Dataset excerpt
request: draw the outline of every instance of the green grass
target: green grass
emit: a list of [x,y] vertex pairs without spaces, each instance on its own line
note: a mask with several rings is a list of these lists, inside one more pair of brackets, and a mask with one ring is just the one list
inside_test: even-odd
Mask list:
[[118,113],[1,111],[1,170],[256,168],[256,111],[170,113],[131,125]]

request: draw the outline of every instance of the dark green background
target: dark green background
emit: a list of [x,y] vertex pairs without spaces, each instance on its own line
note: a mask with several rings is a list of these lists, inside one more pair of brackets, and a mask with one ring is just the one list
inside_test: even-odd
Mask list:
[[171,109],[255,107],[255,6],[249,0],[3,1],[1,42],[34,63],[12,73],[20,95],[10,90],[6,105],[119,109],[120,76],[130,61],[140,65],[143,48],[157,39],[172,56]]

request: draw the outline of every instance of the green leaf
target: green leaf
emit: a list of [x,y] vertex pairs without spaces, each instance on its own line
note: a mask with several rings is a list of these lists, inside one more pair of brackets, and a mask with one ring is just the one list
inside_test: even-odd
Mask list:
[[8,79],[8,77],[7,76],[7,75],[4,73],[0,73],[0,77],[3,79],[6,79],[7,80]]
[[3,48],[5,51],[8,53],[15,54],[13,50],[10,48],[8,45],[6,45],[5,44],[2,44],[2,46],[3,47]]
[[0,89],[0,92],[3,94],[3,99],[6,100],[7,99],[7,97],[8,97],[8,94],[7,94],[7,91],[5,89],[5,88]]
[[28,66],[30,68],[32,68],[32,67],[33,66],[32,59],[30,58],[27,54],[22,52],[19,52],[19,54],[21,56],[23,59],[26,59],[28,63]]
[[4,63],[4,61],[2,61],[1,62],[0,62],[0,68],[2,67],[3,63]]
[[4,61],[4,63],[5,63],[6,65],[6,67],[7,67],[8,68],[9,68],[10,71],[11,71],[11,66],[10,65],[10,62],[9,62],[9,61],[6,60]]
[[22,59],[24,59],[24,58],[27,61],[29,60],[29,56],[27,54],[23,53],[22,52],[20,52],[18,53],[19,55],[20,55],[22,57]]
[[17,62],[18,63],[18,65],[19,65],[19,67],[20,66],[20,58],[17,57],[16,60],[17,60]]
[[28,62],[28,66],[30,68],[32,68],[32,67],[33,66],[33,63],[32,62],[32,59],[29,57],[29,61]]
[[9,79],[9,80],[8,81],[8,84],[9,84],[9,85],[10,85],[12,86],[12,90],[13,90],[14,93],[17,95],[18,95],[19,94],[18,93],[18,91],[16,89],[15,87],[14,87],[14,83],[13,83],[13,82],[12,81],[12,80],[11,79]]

**Work instructions**.
Write out verbatim the lines between the line containing "request: draw the outline of every instance of the dark" and the end of the rows, both ends included.

**Correct result**.
request: draw the outline of every instance of the dark green background
target: dark green background
emit: a list of [x,y] vertex pairs without spaces, each instance on its own line
note: a mask with several rings is a list of these lists, inside one more pair of brackets, and a mask with one ring is just the one list
inside_test: even-odd
Mask list:
[[171,109],[255,107],[255,6],[249,0],[3,1],[1,42],[34,63],[12,73],[20,95],[10,90],[6,105],[119,109],[120,76],[130,61],[140,65],[143,48],[157,39],[172,56]]

request: draw the outline of every instance of the green leaf
target: green leaf
emit: a list of [x,y] vertex pairs without spaces, each instance on its own line
note: a mask with several rings is a list of these lists, inside one more pair of brackets, and a mask with one ring is just the one list
inside_test: even-odd
Mask list:
[[8,79],[8,77],[7,76],[7,75],[4,73],[0,73],[0,77],[3,79],[6,79],[7,80]]
[[3,48],[5,51],[8,53],[15,54],[13,50],[10,48],[8,45],[6,45],[5,44],[2,44],[2,46],[3,47]]
[[0,89],[0,92],[3,94],[3,99],[6,100],[7,99],[7,97],[8,97],[8,94],[7,94],[7,91],[5,89],[5,88]]
[[28,66],[30,68],[32,68],[32,67],[33,66],[32,59],[30,58],[27,54],[22,52],[19,52],[19,54],[21,56],[23,59],[26,59],[28,63]]
[[4,63],[4,61],[2,61],[1,62],[0,62],[0,68],[2,67],[3,63]]
[[4,61],[4,63],[5,63],[6,65],[6,67],[7,67],[8,68],[9,68],[10,71],[11,71],[11,66],[10,65],[10,62],[9,62],[9,61],[6,60]]
[[22,59],[24,59],[24,58],[27,61],[29,60],[29,56],[27,54],[23,53],[22,52],[20,52],[18,53],[19,55],[20,55],[22,57]]
[[17,62],[18,63],[18,65],[19,65],[19,67],[20,66],[20,58],[17,57],[16,60],[17,60]]
[[28,62],[28,66],[30,68],[32,68],[32,67],[33,66],[33,63],[32,62],[32,59],[29,57],[29,61]]
[[9,79],[9,80],[8,81],[8,84],[9,84],[9,85],[10,85],[12,86],[12,90],[13,90],[14,93],[17,95],[18,95],[19,94],[18,93],[18,91],[16,89],[15,87],[14,87],[14,83],[13,83],[13,82],[12,81],[12,80],[11,79]]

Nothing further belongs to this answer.